Photo object pointing records:

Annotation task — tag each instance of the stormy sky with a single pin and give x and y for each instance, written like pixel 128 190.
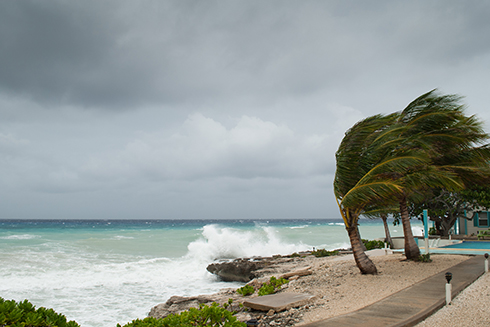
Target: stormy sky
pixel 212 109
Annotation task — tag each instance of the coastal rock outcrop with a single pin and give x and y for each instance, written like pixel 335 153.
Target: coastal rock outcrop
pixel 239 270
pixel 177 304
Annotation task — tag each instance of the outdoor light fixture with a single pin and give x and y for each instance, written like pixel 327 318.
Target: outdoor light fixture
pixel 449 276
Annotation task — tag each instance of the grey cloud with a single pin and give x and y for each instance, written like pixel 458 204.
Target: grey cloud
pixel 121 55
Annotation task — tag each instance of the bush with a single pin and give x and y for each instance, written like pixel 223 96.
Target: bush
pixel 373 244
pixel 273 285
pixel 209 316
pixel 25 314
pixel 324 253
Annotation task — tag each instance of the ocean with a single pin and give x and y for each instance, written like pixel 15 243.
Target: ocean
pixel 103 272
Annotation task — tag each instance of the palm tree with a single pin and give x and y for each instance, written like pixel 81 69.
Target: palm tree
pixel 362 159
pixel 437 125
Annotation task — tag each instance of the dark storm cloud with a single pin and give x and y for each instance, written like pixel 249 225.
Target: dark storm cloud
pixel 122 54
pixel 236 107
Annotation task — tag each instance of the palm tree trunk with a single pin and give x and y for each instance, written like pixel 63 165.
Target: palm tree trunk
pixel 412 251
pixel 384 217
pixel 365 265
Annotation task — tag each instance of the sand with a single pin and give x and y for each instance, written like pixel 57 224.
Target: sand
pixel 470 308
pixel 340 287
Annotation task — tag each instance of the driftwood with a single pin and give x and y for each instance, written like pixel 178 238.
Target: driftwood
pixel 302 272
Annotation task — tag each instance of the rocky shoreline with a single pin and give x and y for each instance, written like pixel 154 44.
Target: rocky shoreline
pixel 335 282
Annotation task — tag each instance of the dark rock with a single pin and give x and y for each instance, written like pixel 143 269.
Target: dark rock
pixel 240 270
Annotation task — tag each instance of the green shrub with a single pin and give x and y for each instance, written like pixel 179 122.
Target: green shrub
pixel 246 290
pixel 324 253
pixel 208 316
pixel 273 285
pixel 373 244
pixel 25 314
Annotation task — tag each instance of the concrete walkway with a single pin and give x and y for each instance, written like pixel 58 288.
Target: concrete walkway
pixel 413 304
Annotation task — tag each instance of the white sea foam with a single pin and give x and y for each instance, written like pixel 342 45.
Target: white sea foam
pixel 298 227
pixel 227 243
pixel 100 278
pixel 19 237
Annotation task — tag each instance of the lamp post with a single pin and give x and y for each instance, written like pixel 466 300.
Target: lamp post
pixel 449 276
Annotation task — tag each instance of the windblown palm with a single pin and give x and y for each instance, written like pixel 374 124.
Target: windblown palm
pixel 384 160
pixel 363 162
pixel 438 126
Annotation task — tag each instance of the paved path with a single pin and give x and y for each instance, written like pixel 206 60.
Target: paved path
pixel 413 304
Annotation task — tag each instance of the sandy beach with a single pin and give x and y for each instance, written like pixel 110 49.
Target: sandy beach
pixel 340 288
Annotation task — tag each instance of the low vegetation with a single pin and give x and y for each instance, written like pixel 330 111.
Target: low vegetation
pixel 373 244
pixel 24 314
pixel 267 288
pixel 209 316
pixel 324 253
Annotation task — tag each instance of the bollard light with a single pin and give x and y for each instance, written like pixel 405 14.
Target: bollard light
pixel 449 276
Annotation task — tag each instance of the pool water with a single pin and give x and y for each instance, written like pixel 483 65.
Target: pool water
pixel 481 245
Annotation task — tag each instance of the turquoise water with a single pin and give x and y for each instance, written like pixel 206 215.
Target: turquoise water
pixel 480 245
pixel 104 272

▶ _WRITTEN INSTRUCTION_: Do not include images; quote all of the entries above exactly.

▶ _EXPECTED OUTPUT_:
Annotation task — tag each instance of the stormy sky with a single pin and give x and y for each instance, written like pixel 128 190.
Target: stormy sky
pixel 212 109
Annotation task — tag each instance of the coastal rock outcrop with a single pin and give x and y for each instance, written like pixel 335 153.
Target: coastal rock outcrop
pixel 239 270
pixel 177 304
Annotation task — tag each instance of the outdoor light fixture with a single pin and give x and y for each instance, written like pixel 327 318.
Target: outdoor light fixture
pixel 449 276
Annotation task — tag each instance of the grey cloud with a single pin and give x and y for each instance, written like pixel 458 204.
Target: grey cloud
pixel 121 55
Annotation task — tag each instance of the bush with a single pin and give x and y for each instance, written like pixel 223 96.
Target: bush
pixel 373 244
pixel 273 285
pixel 209 316
pixel 25 314
pixel 324 253
Annotation task — tag each instance of the ocean with a single pin and give x and y for each instance, written like pixel 15 243.
Target: ocean
pixel 103 272
Annotation task — tag each instance of the palm tree with a single pin and give x and y for each instance, written like pixel 81 69.
Target: palm tree
pixel 362 159
pixel 437 125
Annotation task — tag each instance of the dark storm cloud with a single pin and give x and y for each instance, written like pixel 249 225.
Target: dark storm cloud
pixel 122 54
pixel 236 107
Annotation task — tag each instance of the palm tree trunk with a single pin and give x and y for each instance, written like pixel 63 165.
Target: palm tree trunk
pixel 412 251
pixel 384 217
pixel 365 265
Annotation task — tag each instance of the sand with a single pin and give x and y for each instance, written like pixel 57 224.
Target: sand
pixel 470 308
pixel 340 287
Annotation task — tag each instance of the driftwood with a single pin and give x and y for each instance, written like pixel 178 238.
Target: driftwood
pixel 302 272
Annotation task — tag each instance of the rocky shoreline with a single pin and give x and y for each instance, written like pixel 154 44.
Target: rocky shoreline
pixel 335 282
Annotation task — tag each instance of the dark rock with a single pin and give x and y for each instance, written like pixel 143 269.
Target: dark rock
pixel 240 270
Annotation task — tag each instance of the green shrub with a single pin and give x and y for each instance, written like pixel 179 122.
Target: green shrub
pixel 246 290
pixel 324 253
pixel 208 316
pixel 273 285
pixel 373 244
pixel 25 314
Annotation task — tag each instance of the concrete walkway with a single pin and give x and y for each instance, written like pixel 58 288.
Target: concrete walkway
pixel 413 304
Annotation task — tag each instance of the white sea foam with a single pin and give x and y for each instance, written like pixel 342 45.
Target: white sea foam
pixel 298 227
pixel 227 243
pixel 100 278
pixel 19 237
Annotation task — tag each instance of the lamp post with a single pin and give x and y for each instance, written like pixel 466 300.
Target: lamp post
pixel 449 276
Annotation task — tag each instance of the windblown palm with a single pin and give x and y for each instance, written like pixel 374 124.
Target: windblown palm
pixel 384 160
pixel 363 162
pixel 438 126
Annotation task — tag each instance of the paved path with a single pin and give x and y for each instance, written like pixel 206 60.
Target: paved path
pixel 413 304
Annotation task — tag each instance of the sandy beach with a single pin and give x and y for each instance, written like pixel 110 49.
Target: sandy beach
pixel 340 288
Annotation task — tag each instance of the low vegetation with a single pin and give x and y for each instance, written like pixel 330 111.
Target: low vegetation
pixel 373 244
pixel 24 314
pixel 267 288
pixel 209 316
pixel 324 253
Annotation task — tag each instance of the bollard light with a single pin and give x and y for each instance, written like pixel 405 14.
Target: bollard light
pixel 449 276
Annotation task — tag each instance of the pool water with a single pin and give x and y for each instance, written like pixel 483 65.
Target: pool water
pixel 481 245
Annotation task — tag each instance of the turquoise water with a single pin and give x and y for each instance, written like pixel 206 215.
Target: turquoise water
pixel 480 245
pixel 104 272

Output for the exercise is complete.